EXCERPTED TEXT>
*** Begin section ***

Image: samuel mann via flickr CC
From Plastic Bags Used in DC Drops From 22 Million to 3 Million a Month by Brian Merchant.
Washington DC’s 5 cent tax on plastic bags, instated just this past January, has already proven to have a phenomenal impact: the number of plastic bags handed out by supermarkets and other establishments dropped from the 2009 monthly average of 22.5 million to just 3 million in January. While significantly reducing plastic waste, the tax simultaneously generated $150,000 in revenue, which will be used to clean up the Anacostia River.
Council member Tommy Wells (D-Ward 6), sponsor of the bag tax bill, said the new figures show that city residents are adapting to the law far more quickly than he or other city officials had expected.
The tax, one of the first of its kind in the nation, is designed to change consumer behavior and limit pollution in the Chesapeake Bay watershed. Under regulations created by the D.C. Department of the Environment, bakeries, delicatessens, grocery stores, drugstores, convenience stores, department stores and any other “business that sells food items” must charge the tax on paper or plastic bags.
I love this–I really do. A simple 5 cent tax–with revenues going towards an environmental cause voters rallied around–and consumer behavior is changed for the better in a truly big way. I love that 5 cents, which makes up a tiny percentage of total cost of your purchase even if you were just buying a bag of chips and a beverage, was enough to make consumers reconsider taking a plastic bag.
We’re going to have to wait to see if this trend continues, of course, but the results are nothing short of stunning so far–there are 19 million less plastic bags in a landfill because of this tax.
Let’s hope other municipalities–and dare I suggest, states?–are paying attention.

*** End section ***

SOURCE INFORMATION>

*** Begin section ***

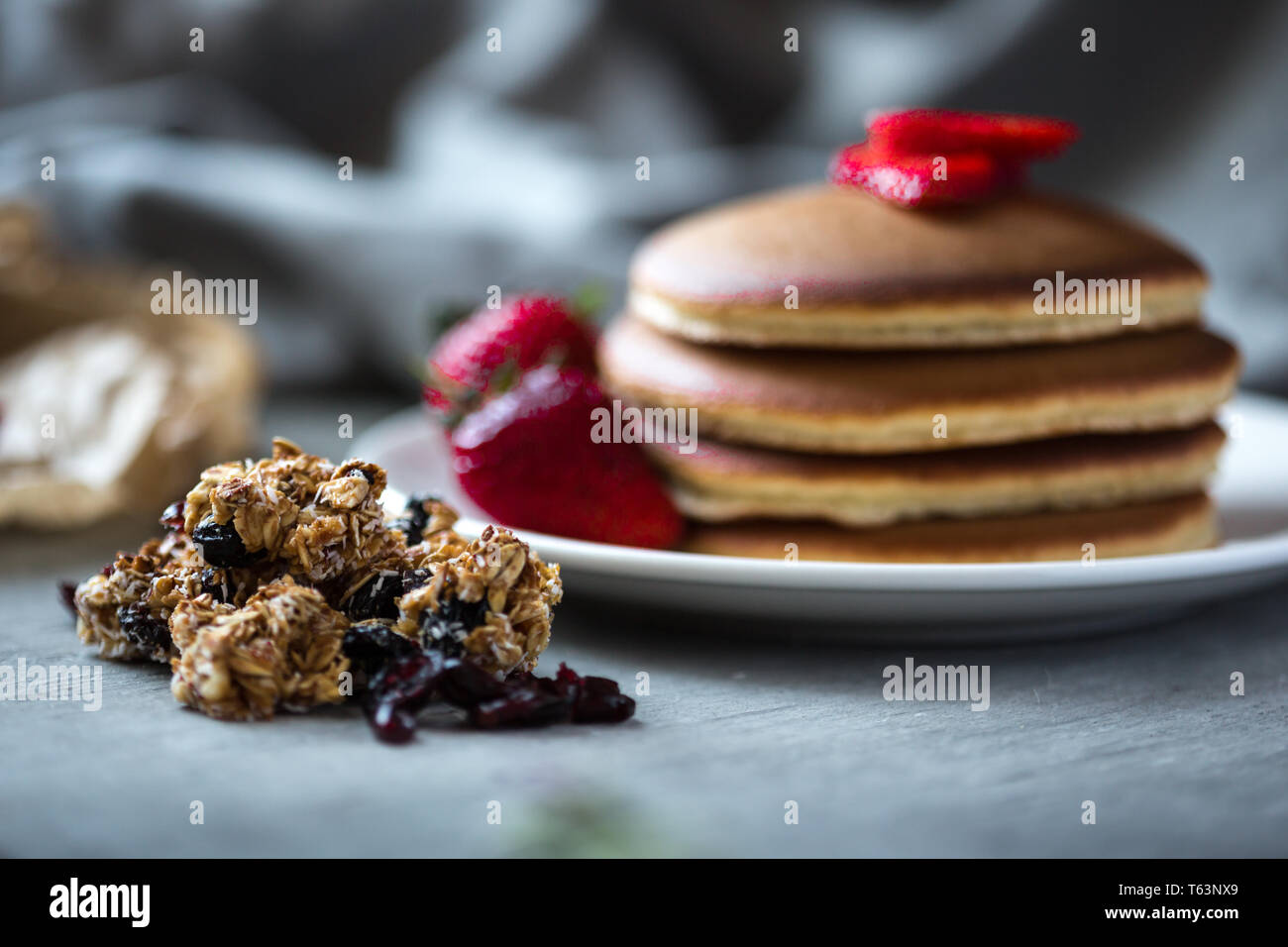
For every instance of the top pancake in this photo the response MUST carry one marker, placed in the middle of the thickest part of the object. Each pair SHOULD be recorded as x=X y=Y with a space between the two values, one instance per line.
x=871 y=274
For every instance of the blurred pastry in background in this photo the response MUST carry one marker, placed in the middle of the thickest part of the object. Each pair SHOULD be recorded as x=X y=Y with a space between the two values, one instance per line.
x=104 y=406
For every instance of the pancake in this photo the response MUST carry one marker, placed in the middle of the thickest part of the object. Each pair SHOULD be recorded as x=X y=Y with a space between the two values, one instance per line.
x=722 y=482
x=872 y=275
x=889 y=402
x=1160 y=526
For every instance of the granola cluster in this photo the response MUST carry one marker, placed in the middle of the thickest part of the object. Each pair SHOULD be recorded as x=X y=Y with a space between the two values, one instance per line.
x=249 y=598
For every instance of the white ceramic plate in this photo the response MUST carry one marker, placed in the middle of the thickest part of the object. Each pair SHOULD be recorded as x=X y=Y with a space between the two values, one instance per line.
x=875 y=602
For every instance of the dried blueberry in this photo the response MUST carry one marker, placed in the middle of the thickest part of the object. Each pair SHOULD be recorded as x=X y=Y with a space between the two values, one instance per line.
x=372 y=644
x=214 y=582
x=220 y=545
x=377 y=598
x=413 y=518
x=445 y=630
x=142 y=629
x=171 y=518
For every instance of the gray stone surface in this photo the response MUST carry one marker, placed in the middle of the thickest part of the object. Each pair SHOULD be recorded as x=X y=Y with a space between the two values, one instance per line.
x=734 y=725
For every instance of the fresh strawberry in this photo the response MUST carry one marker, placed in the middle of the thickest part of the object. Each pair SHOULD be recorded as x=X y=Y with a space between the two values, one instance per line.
x=941 y=131
x=527 y=459
x=923 y=180
x=472 y=359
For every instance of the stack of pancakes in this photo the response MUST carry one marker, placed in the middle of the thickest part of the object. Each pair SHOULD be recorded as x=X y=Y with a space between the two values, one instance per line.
x=877 y=384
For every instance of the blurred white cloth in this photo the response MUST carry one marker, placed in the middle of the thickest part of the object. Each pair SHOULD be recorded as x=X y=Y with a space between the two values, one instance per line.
x=518 y=167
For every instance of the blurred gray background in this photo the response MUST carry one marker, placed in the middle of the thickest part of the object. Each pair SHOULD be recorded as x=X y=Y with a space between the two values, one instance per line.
x=518 y=167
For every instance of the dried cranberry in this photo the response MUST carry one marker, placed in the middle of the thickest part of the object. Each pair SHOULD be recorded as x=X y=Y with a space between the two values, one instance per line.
x=445 y=629
x=413 y=518
x=372 y=644
x=142 y=629
x=171 y=518
x=601 y=707
x=393 y=724
x=527 y=706
x=407 y=681
x=465 y=684
x=67 y=592
x=220 y=545
x=593 y=699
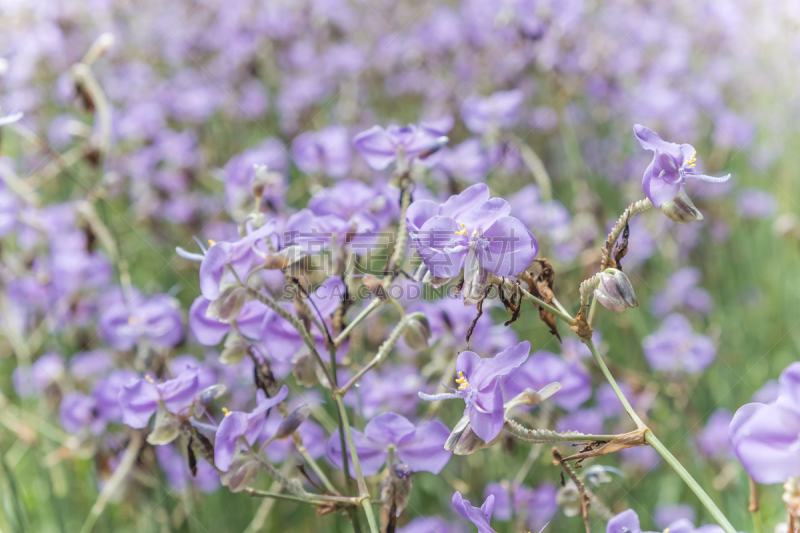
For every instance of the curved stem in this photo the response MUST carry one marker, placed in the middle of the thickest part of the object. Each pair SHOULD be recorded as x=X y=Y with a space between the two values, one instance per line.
x=511 y=286
x=704 y=498
x=651 y=439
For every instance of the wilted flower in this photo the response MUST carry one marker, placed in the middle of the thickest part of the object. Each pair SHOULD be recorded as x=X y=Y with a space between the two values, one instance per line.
x=238 y=424
x=420 y=447
x=665 y=177
x=479 y=386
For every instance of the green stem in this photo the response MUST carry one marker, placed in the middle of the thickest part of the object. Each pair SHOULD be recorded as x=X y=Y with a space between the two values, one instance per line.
x=651 y=439
x=362 y=485
x=689 y=480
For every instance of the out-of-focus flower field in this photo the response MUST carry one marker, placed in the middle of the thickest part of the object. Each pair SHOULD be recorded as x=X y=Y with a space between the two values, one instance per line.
x=232 y=236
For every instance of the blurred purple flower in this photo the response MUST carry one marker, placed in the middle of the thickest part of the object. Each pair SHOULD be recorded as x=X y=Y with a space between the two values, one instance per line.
x=480 y=516
x=479 y=386
x=420 y=447
x=500 y=110
x=156 y=319
x=29 y=381
x=326 y=151
x=713 y=438
x=765 y=437
x=755 y=203
x=237 y=424
x=675 y=347
x=544 y=368
x=671 y=166
x=380 y=147
x=139 y=399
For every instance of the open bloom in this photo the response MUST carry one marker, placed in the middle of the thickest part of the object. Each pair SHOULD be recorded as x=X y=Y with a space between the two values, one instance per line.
x=672 y=165
x=766 y=438
x=380 y=147
x=479 y=386
x=248 y=425
x=421 y=447
x=139 y=399
x=480 y=240
x=480 y=516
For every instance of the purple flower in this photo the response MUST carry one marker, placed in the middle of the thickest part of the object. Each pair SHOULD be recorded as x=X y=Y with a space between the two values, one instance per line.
x=480 y=516
x=713 y=439
x=79 y=411
x=675 y=347
x=156 y=319
x=420 y=447
x=624 y=522
x=501 y=110
x=29 y=381
x=479 y=387
x=479 y=240
x=380 y=147
x=326 y=151
x=139 y=399
x=544 y=368
x=238 y=424
x=671 y=166
x=766 y=437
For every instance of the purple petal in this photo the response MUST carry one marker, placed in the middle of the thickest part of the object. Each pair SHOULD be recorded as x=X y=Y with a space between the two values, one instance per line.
x=138 y=400
x=423 y=450
x=511 y=249
x=230 y=429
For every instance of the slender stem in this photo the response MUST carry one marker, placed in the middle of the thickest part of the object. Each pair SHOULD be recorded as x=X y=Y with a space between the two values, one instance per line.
x=130 y=456
x=511 y=286
x=298 y=325
x=689 y=480
x=607 y=373
x=362 y=485
x=374 y=304
x=659 y=447
x=382 y=352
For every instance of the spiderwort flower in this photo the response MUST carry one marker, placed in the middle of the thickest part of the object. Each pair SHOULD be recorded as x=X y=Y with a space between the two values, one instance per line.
x=479 y=386
x=480 y=516
x=481 y=240
x=420 y=447
x=380 y=147
x=238 y=424
x=672 y=164
x=766 y=437
x=139 y=399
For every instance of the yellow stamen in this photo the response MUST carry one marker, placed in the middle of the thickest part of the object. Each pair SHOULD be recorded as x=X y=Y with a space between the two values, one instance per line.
x=462 y=381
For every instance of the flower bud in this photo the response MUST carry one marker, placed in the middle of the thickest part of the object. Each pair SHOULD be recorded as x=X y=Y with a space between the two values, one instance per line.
x=681 y=209
x=417 y=333
x=293 y=421
x=375 y=286
x=615 y=291
x=396 y=489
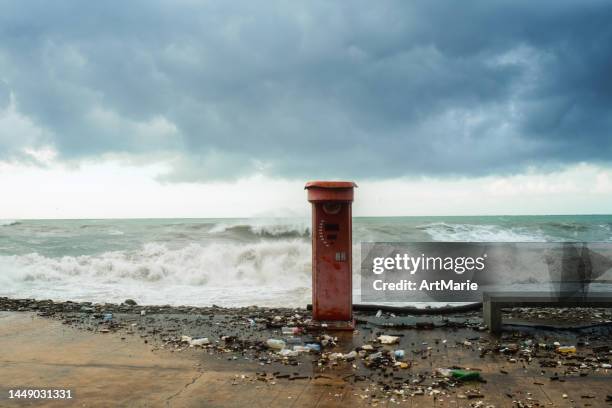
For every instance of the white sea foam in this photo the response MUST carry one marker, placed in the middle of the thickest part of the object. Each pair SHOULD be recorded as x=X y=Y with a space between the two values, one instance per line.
x=267 y=227
x=441 y=231
x=265 y=273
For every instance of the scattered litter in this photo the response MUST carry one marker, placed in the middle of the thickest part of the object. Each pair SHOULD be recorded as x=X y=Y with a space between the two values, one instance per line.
x=275 y=344
x=384 y=339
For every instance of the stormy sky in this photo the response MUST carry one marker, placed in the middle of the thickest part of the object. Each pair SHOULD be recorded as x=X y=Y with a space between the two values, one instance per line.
x=220 y=91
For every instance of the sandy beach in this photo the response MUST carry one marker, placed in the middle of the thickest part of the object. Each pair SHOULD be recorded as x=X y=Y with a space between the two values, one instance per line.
x=139 y=357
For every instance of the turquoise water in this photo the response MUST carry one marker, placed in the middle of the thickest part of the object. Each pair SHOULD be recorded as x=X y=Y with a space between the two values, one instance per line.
x=224 y=261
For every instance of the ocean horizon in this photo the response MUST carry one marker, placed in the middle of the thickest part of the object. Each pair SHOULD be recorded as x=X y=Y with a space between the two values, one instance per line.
x=227 y=261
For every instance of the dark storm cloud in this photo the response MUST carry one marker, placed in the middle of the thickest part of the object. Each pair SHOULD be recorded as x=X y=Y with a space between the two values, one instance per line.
x=316 y=89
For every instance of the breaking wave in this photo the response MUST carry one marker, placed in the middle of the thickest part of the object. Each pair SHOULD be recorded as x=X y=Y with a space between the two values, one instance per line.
x=265 y=229
x=441 y=231
x=155 y=274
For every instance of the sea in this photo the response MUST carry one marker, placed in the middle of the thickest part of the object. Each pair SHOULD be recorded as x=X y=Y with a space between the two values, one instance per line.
x=225 y=262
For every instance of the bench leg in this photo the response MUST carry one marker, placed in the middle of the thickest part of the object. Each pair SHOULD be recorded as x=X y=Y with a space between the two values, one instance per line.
x=491 y=315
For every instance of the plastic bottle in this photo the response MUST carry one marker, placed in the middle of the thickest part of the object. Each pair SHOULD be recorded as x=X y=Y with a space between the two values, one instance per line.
x=275 y=344
x=461 y=375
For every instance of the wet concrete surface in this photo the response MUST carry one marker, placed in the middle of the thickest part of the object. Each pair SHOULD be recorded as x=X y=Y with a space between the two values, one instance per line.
x=140 y=357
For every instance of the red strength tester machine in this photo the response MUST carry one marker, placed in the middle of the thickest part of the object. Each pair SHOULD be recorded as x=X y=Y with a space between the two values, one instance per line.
x=332 y=286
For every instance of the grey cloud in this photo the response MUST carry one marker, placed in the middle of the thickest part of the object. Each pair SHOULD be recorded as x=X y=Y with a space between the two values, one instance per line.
x=320 y=89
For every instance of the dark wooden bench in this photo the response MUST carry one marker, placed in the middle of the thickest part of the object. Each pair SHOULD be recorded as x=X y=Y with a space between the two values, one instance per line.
x=493 y=302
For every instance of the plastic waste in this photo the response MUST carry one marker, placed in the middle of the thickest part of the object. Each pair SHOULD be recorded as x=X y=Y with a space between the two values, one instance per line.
x=275 y=344
x=288 y=353
x=313 y=347
x=290 y=330
x=201 y=341
x=461 y=375
x=384 y=339
x=374 y=356
x=293 y=340
x=566 y=349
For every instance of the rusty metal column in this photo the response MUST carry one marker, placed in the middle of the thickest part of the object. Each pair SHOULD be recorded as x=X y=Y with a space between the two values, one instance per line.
x=332 y=286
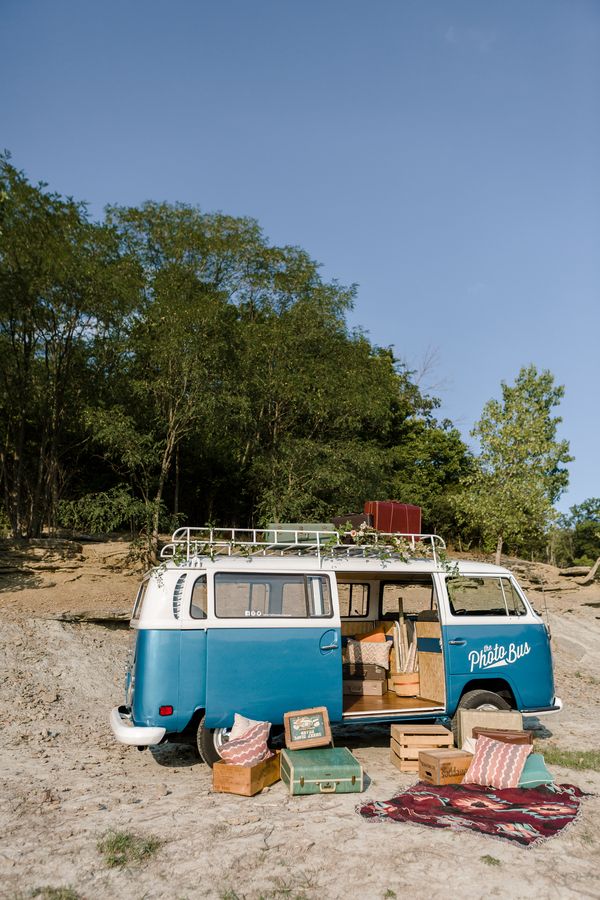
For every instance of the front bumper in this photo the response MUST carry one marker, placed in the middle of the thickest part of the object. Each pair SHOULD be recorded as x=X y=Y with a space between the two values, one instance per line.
x=136 y=735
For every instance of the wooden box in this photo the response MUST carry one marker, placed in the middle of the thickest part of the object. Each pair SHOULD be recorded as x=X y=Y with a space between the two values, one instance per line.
x=330 y=770
x=443 y=766
x=246 y=780
x=406 y=685
x=407 y=741
x=499 y=718
x=507 y=735
x=365 y=671
x=368 y=687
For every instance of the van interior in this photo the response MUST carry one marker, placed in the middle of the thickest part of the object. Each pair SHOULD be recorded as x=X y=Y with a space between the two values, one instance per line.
x=403 y=612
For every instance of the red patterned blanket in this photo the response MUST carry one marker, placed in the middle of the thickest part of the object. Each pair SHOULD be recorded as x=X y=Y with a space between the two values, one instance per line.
x=522 y=815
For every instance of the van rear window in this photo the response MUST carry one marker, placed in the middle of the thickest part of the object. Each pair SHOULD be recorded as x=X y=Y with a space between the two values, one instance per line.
x=241 y=596
x=486 y=596
x=139 y=601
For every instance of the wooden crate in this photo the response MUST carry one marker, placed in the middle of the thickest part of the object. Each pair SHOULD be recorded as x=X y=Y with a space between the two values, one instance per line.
x=367 y=686
x=407 y=741
x=246 y=780
x=506 y=735
x=447 y=766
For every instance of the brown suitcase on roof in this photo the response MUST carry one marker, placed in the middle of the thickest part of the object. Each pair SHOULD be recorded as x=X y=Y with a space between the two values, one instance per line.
x=392 y=517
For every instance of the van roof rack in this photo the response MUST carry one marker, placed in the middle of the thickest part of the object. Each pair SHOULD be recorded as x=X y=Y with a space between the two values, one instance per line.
x=189 y=543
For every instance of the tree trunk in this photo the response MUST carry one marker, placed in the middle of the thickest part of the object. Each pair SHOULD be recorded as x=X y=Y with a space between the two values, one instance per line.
x=176 y=493
x=499 y=549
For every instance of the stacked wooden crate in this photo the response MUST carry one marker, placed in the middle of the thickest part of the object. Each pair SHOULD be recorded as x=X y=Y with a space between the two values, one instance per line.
x=408 y=740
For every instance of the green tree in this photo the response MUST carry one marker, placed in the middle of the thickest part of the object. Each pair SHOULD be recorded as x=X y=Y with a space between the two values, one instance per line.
x=520 y=471
x=62 y=282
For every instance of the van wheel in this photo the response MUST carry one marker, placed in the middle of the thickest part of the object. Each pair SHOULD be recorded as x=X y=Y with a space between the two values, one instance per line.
x=483 y=700
x=209 y=742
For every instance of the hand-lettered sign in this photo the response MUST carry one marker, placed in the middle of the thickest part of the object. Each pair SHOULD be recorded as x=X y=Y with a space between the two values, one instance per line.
x=307 y=728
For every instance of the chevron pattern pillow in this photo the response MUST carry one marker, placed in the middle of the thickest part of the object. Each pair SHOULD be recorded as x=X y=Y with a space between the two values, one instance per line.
x=496 y=763
x=250 y=749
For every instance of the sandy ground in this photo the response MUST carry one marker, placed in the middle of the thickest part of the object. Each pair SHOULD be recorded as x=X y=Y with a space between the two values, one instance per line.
x=66 y=782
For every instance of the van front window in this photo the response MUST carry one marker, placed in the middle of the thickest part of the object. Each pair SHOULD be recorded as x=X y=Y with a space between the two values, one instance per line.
x=271 y=596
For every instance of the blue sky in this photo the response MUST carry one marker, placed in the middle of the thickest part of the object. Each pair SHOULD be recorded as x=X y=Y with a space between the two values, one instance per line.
x=442 y=155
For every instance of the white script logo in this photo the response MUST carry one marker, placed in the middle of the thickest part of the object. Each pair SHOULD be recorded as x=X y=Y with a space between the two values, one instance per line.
x=492 y=657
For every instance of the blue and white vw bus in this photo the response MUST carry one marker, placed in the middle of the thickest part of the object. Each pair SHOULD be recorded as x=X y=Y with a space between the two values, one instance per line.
x=257 y=622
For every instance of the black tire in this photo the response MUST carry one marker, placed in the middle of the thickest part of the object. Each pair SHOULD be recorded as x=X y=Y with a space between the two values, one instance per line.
x=208 y=741
x=479 y=699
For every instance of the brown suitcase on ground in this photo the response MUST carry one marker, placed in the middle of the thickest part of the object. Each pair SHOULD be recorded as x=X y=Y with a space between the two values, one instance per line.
x=443 y=766
x=507 y=735
x=390 y=516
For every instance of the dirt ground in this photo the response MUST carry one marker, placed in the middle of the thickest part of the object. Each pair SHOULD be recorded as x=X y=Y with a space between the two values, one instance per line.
x=66 y=782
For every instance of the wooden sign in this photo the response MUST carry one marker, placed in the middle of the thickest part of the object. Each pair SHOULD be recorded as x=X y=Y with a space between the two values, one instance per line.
x=307 y=728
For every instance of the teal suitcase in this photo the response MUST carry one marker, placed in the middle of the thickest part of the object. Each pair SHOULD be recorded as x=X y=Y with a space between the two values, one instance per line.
x=323 y=770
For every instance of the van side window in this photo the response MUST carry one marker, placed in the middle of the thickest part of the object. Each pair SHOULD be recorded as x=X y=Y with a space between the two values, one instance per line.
x=240 y=595
x=483 y=597
x=199 y=601
x=354 y=599
x=409 y=597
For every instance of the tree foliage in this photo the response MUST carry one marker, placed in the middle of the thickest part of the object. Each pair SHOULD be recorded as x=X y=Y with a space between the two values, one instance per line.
x=520 y=471
x=171 y=362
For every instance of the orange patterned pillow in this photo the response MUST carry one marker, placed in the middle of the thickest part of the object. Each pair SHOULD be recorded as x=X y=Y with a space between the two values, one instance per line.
x=376 y=636
x=496 y=763
x=249 y=749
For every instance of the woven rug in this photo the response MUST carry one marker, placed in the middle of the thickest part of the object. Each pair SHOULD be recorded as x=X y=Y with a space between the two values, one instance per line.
x=522 y=815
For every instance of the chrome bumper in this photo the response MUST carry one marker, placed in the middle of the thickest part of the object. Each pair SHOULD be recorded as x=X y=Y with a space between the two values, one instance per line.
x=135 y=735
x=547 y=711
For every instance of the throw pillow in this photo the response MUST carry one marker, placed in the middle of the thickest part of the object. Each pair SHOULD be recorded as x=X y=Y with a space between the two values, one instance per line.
x=365 y=652
x=535 y=772
x=376 y=636
x=249 y=749
x=240 y=726
x=497 y=764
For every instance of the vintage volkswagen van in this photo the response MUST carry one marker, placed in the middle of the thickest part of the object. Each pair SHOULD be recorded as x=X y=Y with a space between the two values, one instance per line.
x=255 y=622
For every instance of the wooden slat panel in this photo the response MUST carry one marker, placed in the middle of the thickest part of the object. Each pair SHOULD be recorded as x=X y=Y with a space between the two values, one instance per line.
x=389 y=702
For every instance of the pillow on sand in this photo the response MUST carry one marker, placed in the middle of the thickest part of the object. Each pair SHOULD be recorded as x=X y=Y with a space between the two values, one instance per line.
x=240 y=726
x=249 y=749
x=497 y=764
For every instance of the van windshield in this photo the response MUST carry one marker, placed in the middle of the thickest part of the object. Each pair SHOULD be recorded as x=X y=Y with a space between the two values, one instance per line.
x=287 y=596
x=484 y=596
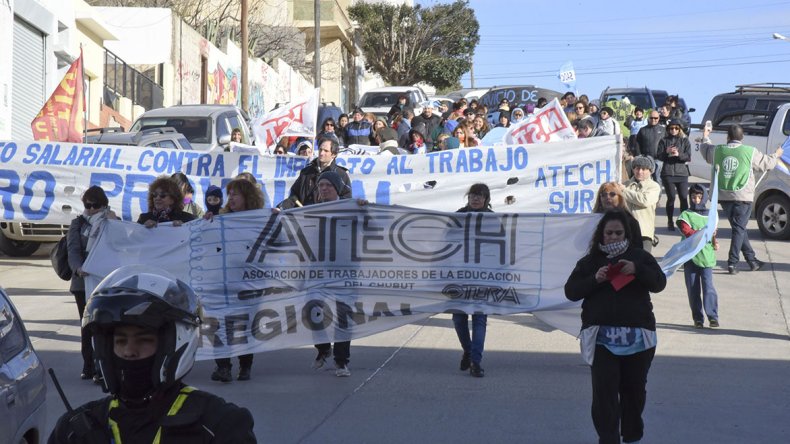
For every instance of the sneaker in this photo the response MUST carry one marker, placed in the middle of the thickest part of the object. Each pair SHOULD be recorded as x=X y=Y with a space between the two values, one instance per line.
x=244 y=373
x=476 y=371
x=222 y=374
x=342 y=370
x=466 y=361
x=320 y=360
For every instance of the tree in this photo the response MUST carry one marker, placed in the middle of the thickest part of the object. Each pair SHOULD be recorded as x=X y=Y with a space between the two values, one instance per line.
x=406 y=45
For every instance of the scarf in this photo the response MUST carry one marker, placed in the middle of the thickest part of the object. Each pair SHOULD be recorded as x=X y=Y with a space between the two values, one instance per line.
x=614 y=249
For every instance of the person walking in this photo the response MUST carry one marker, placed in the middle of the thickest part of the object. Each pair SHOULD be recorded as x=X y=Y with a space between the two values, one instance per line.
x=698 y=272
x=736 y=165
x=80 y=239
x=478 y=199
x=145 y=326
x=618 y=336
x=674 y=150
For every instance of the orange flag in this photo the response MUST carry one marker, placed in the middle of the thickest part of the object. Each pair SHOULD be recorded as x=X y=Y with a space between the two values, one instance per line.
x=61 y=120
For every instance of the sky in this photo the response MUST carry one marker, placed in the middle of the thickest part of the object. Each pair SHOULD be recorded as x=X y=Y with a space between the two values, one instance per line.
x=693 y=48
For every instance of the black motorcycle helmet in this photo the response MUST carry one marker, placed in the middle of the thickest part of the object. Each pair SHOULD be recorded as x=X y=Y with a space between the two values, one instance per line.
x=153 y=299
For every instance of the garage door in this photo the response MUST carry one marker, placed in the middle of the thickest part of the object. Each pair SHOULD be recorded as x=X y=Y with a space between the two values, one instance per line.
x=27 y=78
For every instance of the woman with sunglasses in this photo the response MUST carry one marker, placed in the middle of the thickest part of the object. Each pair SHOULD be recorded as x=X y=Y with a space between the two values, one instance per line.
x=82 y=235
x=675 y=151
x=165 y=204
x=610 y=197
x=618 y=337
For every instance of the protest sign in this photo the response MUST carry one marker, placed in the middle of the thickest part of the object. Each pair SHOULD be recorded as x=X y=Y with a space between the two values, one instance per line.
x=297 y=119
x=341 y=271
x=548 y=124
x=43 y=182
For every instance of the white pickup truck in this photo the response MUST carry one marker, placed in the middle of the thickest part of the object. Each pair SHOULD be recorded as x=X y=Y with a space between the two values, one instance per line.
x=766 y=131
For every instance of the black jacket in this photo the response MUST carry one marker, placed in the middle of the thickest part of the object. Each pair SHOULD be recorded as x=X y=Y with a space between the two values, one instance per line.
x=203 y=418
x=431 y=124
x=305 y=189
x=647 y=140
x=602 y=305
x=674 y=165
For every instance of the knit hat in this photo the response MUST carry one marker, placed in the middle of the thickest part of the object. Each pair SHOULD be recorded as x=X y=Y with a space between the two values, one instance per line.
x=643 y=162
x=333 y=178
x=213 y=191
x=452 y=143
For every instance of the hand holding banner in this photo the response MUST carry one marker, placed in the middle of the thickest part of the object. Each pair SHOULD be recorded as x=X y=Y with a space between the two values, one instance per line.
x=299 y=119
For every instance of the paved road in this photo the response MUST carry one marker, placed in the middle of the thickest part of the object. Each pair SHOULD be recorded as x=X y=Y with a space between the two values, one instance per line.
x=728 y=385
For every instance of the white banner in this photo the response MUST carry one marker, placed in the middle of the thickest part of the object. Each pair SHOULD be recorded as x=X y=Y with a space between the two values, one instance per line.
x=341 y=271
x=297 y=119
x=548 y=124
x=43 y=182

*** End section ***

STUDY QUESTIONS>
1. In the bag tax text, rewrite the paragraph beginning "The tax, one of the first of its kind" as a bulleted list that keeps its main facts.
2. List every specific type of business that the bag tax text names as required to charge the tax.

WRITTEN ANSWERS>
1.
- The tax is one of the first of its kind in the nation.
- It is designed to change consumer behavior and limit pollution in the Chesapeake Bay watershed.
- Under D.C. Department of the Environment regulations, bakeries, delicatessens, grocery stores, drugstores, convenience stores, department stores and any other business that sells food items must charge it.
- It applies to paper or plastic bags.

2.
- Bakeries
- Delicatessens
- Grocery stores
- Drugstores
- Convenience stores
- Department stores